Parsing rules are rules for custom feeds (feeds that are specified using the Path
element). These parameters specify how each feed must be parsed by Feed Utility.
Parsing rules are defined in the Parsing
element of feed rules for a custom feed.
The following is an example of parsing rules for a custom feed. These rules specify that the input feed is in JSON format. An MD5 parsing rule is defined for the files/md5
field in the input feed. Values in this field will be parsed as MD5 hashes.
<Feed> ... <Parsing type="json"> <MD5 type="MD5">files/md5</MD5> </Parsing> ... <Feed> |
Parsing element
The parent element, Parsing
contains all nested parsing rules. Its attributes define the input format.
This element has the following attributes:
type
Specifies the input feed type.
This attribute can have the following values: json
, stix
, csv
, xml
.
delimiter
Specifies the delimiter for CSV input feeds. By default, this value is ';
'.
rootElement
Specifies the root element path for XML input feeds.
You can use the '*
' and '?
' wildcard characters as substitutes for any other character or group of characters. The '*' wildcard character can be used for a group of characters. The '?

* [Extracted material]:

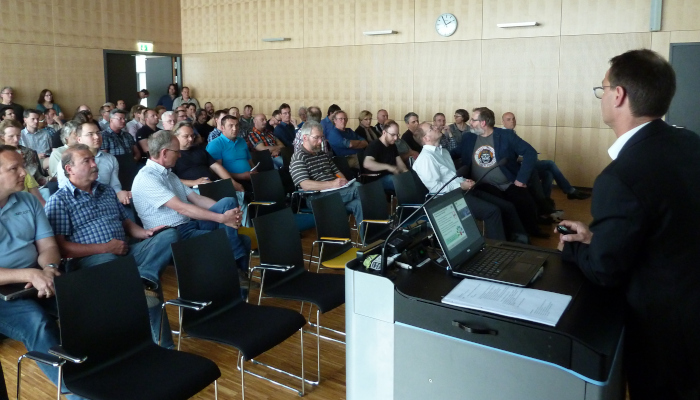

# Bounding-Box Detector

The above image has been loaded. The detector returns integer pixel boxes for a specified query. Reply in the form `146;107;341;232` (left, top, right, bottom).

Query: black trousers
479;184;540;234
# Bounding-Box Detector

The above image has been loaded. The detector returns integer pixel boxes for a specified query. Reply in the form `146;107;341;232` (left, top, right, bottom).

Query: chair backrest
311;193;352;261
391;170;428;205
253;208;306;287
250;169;287;216
54;256;153;381
170;229;243;328
250;149;275;172
199;179;236;201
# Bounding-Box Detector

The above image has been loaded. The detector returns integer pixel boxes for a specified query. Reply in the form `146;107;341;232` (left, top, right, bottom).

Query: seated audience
0;145;67;396
289;121;362;226
362;120;408;190
46;145;178;347
462;107;549;238
326;111;367;169
172;122;244;192
355;110;381;143
0;119;46;186
413;123;528;243
401;112;423;153
132;130;250;279
248;114;285;169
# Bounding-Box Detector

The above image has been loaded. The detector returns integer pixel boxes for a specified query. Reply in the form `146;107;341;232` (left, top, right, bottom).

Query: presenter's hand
554;220;593;250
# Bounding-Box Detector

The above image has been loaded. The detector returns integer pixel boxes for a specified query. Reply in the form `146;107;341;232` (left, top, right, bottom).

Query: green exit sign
136;42;153;53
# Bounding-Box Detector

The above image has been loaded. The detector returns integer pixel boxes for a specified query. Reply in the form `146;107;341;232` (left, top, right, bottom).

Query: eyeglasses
593;86;612;99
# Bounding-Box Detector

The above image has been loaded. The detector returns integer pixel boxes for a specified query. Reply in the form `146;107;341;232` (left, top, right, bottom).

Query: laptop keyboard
460;248;523;278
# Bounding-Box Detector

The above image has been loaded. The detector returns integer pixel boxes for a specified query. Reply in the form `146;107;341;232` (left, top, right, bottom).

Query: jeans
72;229;179;348
535;160;574;198
0;298;87;399
177;197;250;272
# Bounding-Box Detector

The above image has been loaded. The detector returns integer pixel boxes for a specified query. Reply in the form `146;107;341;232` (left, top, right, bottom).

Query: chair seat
321;247;358;269
183;303;306;360
64;343;221;400
264;272;345;313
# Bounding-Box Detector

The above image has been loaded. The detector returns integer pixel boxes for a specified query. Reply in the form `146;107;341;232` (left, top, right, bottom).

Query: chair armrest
162;297;211;311
317;236;350;244
49;345;87;364
248;201;277;206
255;263;294;272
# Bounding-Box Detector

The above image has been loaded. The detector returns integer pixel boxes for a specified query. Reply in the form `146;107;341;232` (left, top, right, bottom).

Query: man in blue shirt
274;103;296;147
0;146;74;396
207;115;253;189
326;111;367;169
46;144;178;347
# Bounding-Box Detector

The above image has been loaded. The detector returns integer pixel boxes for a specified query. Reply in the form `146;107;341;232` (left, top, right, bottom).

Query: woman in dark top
156;83;178;110
355;110;378;142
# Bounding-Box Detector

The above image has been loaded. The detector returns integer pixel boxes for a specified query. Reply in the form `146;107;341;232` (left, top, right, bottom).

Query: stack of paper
442;279;571;326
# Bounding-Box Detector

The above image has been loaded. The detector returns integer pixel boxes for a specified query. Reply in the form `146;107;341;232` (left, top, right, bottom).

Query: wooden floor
0;188;591;400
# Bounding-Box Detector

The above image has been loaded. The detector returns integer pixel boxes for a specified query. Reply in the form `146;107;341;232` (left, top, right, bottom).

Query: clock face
435;13;457;37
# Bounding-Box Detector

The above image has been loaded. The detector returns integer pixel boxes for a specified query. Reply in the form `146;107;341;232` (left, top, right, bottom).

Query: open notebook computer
425;189;547;286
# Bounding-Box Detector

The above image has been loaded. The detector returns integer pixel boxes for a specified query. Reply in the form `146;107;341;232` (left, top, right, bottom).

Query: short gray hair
160;111;175;121
174;120;194;136
148;131;175;158
300;121;323;136
61;143;90;175
61;121;81;144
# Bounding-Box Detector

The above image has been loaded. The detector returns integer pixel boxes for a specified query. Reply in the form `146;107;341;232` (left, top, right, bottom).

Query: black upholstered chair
253;208;345;385
17;257;221;400
170;229;306;398
309;193;357;272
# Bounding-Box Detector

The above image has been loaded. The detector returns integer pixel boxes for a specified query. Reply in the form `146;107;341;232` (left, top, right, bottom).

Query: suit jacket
462;128;537;184
563;119;700;398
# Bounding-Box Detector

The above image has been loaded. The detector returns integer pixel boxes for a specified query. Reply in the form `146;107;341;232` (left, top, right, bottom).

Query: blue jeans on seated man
0;297;87;400
177;197;250;273
70;229;179;348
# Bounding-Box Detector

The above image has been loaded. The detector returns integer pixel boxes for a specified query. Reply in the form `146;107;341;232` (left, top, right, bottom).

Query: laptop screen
425;189;484;268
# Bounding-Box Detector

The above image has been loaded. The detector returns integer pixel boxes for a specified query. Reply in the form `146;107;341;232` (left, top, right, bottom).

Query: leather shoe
566;189;591;200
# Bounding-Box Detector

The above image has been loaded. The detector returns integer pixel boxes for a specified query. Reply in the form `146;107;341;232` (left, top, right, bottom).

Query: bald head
501;111;516;129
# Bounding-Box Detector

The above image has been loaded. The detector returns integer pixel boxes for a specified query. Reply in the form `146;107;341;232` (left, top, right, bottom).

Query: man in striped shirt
289;121;362;226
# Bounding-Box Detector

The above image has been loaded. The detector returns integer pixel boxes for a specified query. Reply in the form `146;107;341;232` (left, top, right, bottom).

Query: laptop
0;283;37;301
424;189;547;287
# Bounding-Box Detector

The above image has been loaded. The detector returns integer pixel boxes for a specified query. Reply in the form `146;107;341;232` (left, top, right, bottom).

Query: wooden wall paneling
216;0;258;51
0;43;57;108
477;37;560;126
416;40;488;124
257;0;304;50
53;0;102;49
512;126;557;160
52;47;105;117
0;0;54;45
100;0;141;51
483;0;562;39
661;0;700;31
554;127;616;187
651;32;671;60
415;0;483;42
180;0;218;53
253;49;305;118
556;33;651;128
355;0;415;45
352;43;415;129
304;0;355;47
561;0;652;35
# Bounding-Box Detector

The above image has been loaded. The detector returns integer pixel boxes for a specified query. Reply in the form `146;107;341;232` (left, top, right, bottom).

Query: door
105;53;139;110
666;43;700;134
146;57;174;108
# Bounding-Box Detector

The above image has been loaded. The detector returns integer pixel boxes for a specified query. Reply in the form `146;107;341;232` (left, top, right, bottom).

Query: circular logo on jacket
474;146;496;168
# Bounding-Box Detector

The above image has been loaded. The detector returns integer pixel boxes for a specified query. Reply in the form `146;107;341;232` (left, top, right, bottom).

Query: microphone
381;165;469;274
464;157;508;196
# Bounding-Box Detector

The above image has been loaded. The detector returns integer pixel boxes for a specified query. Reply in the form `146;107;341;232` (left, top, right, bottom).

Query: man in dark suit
560;50;700;400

* [Aim]: Continue the page on Feed Utility parsing rules from the point where it stops. The listing has nothing to do with the page on Feed Utility parsing rules.

* [The answer]:
' wildcard character can be used for a single character.
You cannot specify parts of the rootElement
path with wildcard symbols only. For example, "Feeds/*/Contents"
is invalid.
The following example demonstrates how to use the Parsing
element for an XML input feed. In this case, parsing rules will be applied to elements nested inside the Feeds > Example > Contents
element.
<Feed> ... <Parsing type="xml" rootElement="Feeds/Example/Contents"> ... </Parsing> ... <Feed> |
Individual parsing rules
Parsing rules for individual fields of an input feed must be nested inside the Parsing
element. When Feed Utility processes the input feed, it creates the fields of the output feed according to these rules.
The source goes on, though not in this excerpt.